Texte extrait:
***

Retaliation

Un texte signé Philippe Delvaux

Japon - 1968
Titres alternatifs : Shima wa moratta, territorial dispute, I own your turf
Interprètes : Joe Shishido, Meiko Kaji, Hideaki Nitani, Akira Kobayashi

Après huit années passées derrière les barreaux, Kojiro Sumukawa (Akira Kobayashi) retrouve son ancien clan déserté. Le gang ayant pris le contrôle l’engage cependant vu ses excellents états de service et lui permet de fonder sa propre famille de yakuzas, inféodées, pour les envoyer prendre le contrôle de terres arables devenues terres à bâtir et que se disputent déjà deux autres clans. Réussissant à monter ces derniers les uns contre les autres, il triomphe mais se rapproche de la paysannerie qu’il veut ne pas dépecer. Mal lui en prend, son boss ne lui pardonnera pas cette faiblesse.

RETALIATION n’a pas connu de sortie en salle française. Il semble d’ailleurs que le seul Hasebe à avoir connu une distribution francophone soit le film de revanche LES LOUPS SAUVAGES (1974, YAJUWO KESE, SAVAGE WOLF PACK, LES JEUNES SAUVAGES), sorti le 5/1/1977 en France et précédé d’un passage en salles belges dès décembre 1974.

***

Travail demandé: Reprenez la critique du film Retaliation ci-dessus en écrivant la suite de son dernier paragraphe. Les lignes ci-dessous viennent d'une autre source.

***

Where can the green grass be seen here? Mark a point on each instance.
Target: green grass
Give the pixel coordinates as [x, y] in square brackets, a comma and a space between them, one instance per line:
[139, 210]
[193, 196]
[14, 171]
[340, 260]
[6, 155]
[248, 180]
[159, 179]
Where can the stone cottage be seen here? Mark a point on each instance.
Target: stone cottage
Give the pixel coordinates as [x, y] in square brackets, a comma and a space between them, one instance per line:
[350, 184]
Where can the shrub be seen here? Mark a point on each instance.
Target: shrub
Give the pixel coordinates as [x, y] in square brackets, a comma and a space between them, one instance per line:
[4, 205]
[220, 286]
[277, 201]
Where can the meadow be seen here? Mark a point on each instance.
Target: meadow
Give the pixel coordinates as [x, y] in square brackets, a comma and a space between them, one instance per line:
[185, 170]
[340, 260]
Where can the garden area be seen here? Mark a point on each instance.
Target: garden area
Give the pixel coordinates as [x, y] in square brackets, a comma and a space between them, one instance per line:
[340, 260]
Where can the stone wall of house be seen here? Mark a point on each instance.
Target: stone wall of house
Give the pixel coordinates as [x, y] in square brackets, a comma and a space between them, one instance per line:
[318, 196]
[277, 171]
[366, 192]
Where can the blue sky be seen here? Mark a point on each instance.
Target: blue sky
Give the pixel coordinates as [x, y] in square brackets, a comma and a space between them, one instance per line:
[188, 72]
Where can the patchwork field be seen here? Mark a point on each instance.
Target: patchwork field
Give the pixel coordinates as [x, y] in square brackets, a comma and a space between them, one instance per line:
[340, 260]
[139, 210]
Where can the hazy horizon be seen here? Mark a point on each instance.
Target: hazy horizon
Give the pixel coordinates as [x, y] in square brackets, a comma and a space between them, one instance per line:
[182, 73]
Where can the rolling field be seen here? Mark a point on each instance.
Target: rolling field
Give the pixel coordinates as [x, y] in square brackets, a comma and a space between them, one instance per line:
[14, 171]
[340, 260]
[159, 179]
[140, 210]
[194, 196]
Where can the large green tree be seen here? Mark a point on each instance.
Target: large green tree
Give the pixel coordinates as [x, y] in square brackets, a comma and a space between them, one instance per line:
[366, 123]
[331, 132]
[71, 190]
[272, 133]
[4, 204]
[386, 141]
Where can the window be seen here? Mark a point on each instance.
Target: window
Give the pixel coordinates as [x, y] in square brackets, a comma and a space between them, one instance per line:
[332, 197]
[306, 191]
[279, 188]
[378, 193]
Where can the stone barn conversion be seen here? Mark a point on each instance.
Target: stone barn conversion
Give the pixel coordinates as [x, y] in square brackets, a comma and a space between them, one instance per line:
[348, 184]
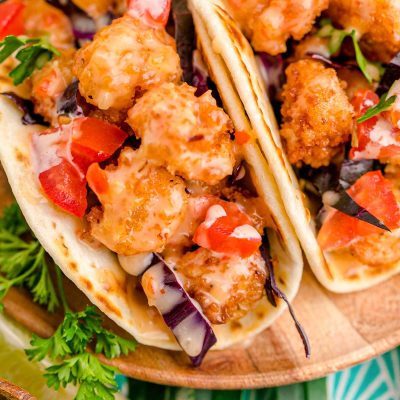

***

Résultat obtenu:
Ce qui nous ramène à RETALIATION – littéralement « revanche » ou « représailles » – titre international du SHIMA WA MORATTA signifiant, comme l’expliquait le spécialiste du cinéma japonais Jasper Sharp, venu présenter le film à Offscreen, « conflit territorial ». C’est ce dernier titre qui est le plus judicieux, le motif de la vengeance se trouve bien dans l’intrigue, mais n’éclot réellement qu’à la fin et ne constitue pas le thème majeur d’un scénario bien plus centré sur les luttes de clan pour la maitrise d’un territoire dont le foncier est appelé à se vendre à prix d’or.

Des terres agricoles sont en effet requalifiées en terrains industriels, de bien plus grande valeur, et divers clans de yakuzas s’étriperont pour en prendre le contrôle.

On avouera un peu benoitement avoir parfois perdu le fil, en confondant quelques protagonistes, le scénariste compliquant encore la donne en infiltrant les gangs par des espions de clans ennemis. Mais il n’y a ici rien de rédhibitoire et une vision attentive ou répétée devrait vous permettre de démêler l’écheveau.

Derrière l’intrigue, c’est bien de l’évolution mafieuse dont il est question : les yakuzas « classiques », traditionnels alliés de la paysannerie, s’effaçant au profit de clans plus modernes, en accointance avec le secteur juteux de la construction et de l’industrie. Avec la tentative du héros de sortir du banditisme en montant une société aux activités légales, Hasebe préfigure, tout en restant au niveau d’un film de genre, le PARRAIN 3 de Francis Ford Coppola. Evolution aussi dans les mœurs mafieuse, abandonnant l’honneur classique et la parole donnée par soif de pouvoir et de profit. Cette contradiction entre l’honneur revendiqué des yakuzas et leurs pratiques réelles sera souvent dénoncée. Ainsi RETALIATION aurait influencé le Fukasaku du CIMETIÈRE DE LA MORALE.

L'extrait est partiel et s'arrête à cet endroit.